____ RECORDED DATA

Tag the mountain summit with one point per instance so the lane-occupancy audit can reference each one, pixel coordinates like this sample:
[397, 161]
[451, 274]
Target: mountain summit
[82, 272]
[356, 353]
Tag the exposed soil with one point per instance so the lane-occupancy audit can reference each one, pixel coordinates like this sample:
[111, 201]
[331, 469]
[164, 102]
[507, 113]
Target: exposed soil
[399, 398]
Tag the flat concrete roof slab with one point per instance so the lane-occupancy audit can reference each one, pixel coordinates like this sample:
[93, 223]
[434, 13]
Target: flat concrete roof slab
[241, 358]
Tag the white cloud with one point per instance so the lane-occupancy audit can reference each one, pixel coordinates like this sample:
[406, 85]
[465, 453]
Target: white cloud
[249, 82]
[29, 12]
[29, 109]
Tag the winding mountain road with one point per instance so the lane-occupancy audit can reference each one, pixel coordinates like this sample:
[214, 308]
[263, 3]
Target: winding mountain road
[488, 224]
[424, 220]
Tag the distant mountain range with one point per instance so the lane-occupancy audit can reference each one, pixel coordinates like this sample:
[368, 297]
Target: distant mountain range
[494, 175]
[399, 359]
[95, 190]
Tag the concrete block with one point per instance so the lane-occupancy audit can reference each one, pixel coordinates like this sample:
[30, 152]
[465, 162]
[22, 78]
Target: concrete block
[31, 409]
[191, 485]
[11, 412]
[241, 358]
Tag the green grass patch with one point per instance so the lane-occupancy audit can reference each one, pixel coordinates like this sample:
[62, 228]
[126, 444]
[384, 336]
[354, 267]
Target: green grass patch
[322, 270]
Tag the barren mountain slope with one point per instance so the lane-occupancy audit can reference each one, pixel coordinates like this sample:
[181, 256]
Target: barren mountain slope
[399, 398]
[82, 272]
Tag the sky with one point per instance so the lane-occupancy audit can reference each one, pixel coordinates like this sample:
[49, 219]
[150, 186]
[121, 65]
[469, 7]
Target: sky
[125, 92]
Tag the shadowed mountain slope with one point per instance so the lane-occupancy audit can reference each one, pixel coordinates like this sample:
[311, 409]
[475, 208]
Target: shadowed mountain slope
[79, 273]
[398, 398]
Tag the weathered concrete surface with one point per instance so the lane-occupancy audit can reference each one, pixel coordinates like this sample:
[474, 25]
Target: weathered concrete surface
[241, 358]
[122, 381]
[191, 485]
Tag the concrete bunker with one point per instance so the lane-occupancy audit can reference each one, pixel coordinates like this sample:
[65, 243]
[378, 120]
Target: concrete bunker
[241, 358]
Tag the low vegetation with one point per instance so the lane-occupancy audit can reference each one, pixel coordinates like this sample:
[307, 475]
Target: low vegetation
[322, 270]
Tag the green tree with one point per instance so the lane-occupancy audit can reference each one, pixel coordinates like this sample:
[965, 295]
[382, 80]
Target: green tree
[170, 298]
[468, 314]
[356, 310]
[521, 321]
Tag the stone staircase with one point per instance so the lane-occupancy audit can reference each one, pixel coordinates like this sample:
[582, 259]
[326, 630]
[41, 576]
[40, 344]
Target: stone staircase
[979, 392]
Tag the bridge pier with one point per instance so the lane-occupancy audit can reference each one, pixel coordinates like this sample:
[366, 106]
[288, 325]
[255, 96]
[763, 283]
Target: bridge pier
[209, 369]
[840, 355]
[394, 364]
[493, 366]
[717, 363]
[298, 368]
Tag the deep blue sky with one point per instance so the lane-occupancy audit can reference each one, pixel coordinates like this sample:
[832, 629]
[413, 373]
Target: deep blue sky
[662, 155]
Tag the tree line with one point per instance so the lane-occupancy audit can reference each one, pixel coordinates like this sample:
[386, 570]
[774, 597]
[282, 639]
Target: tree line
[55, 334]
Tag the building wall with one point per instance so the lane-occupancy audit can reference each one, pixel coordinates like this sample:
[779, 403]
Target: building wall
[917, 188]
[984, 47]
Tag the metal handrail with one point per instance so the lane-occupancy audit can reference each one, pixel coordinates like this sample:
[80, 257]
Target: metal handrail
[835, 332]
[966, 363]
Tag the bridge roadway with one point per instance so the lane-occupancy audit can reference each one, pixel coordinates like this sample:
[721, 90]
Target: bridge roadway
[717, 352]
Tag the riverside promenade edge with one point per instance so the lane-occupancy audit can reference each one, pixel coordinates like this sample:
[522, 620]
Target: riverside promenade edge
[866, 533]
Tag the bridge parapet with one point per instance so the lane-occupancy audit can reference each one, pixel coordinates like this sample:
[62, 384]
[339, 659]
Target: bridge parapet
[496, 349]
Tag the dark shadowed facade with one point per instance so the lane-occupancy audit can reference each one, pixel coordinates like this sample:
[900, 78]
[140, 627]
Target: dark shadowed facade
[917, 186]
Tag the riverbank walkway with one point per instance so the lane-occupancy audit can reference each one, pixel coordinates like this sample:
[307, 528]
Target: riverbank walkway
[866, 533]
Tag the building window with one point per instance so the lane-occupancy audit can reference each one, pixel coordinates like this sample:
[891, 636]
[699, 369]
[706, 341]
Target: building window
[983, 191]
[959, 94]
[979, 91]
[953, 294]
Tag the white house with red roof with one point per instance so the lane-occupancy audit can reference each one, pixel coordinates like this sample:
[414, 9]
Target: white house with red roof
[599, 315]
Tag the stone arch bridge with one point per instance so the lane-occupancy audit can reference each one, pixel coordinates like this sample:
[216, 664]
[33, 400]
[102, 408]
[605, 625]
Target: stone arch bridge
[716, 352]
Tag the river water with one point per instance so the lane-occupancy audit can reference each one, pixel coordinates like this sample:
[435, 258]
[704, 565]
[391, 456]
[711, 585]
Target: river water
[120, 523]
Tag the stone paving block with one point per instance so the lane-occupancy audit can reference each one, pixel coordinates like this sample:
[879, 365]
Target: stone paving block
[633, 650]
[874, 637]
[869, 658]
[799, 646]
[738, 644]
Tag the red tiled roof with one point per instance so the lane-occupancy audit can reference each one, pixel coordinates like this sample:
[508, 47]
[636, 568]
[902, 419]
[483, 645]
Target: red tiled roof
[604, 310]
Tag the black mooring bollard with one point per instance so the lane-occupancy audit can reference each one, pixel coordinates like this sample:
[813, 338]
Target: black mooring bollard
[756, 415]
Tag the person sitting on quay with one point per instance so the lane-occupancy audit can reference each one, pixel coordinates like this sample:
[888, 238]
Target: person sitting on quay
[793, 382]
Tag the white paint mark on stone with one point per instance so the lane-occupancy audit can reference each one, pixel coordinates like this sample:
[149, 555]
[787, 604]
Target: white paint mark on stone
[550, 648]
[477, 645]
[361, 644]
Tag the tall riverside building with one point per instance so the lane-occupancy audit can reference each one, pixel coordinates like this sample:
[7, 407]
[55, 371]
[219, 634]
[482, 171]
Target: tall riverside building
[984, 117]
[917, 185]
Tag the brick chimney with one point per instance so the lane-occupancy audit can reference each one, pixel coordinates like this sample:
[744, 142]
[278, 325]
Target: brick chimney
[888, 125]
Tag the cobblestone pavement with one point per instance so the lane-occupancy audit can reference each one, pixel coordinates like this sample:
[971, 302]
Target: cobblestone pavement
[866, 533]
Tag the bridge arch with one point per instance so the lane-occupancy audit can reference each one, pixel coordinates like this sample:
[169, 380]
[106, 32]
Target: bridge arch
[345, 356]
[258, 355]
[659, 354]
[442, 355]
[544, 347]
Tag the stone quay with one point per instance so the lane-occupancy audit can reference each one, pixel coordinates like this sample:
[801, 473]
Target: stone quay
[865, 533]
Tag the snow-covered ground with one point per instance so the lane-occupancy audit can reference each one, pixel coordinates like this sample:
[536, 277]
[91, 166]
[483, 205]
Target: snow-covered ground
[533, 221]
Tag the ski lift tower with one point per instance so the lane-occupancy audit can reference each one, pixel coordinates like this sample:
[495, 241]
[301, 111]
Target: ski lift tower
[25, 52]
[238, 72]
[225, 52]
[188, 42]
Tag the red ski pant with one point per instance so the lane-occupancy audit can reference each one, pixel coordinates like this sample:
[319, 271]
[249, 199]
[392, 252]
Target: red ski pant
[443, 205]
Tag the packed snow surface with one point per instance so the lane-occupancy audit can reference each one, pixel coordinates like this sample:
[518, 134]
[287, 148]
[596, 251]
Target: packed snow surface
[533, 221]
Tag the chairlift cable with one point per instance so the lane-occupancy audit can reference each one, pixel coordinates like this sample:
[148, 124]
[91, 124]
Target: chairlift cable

________

_WHAT TO PRODUCE:_
In the listing above, find the line containing "Tag the ski", then reproduce it and each line after it through the end, exactly and with nothing added.

_REPLY TO THE EXERCISE:_
Tag the ski lift tower with one point per instance so the lane-occupancy audit can reference each one, pixel coordinates like this sample:
[495, 241]
[301, 111]
Target: ski lift tower
[25, 52]
[238, 72]
[225, 52]
[188, 42]
Tag the red ski pant with one point per instance so the lane-occupancy audit can reference each one, pixel coordinates like this sample:
[319, 271]
[249, 199]
[392, 252]
Target: red ski pant
[443, 205]
Tag the packed snow surface with one point per instance so the lane-occupancy audit can reference each one, pixel coordinates like this sample:
[518, 134]
[287, 148]
[596, 251]
Target: packed snow surface
[533, 221]
Tag the chairlift cable with one point per instance so the lane-occupancy audit can reference each one, pixel coordinates like this sample:
[148, 124]
[91, 124]
Target: chairlift cable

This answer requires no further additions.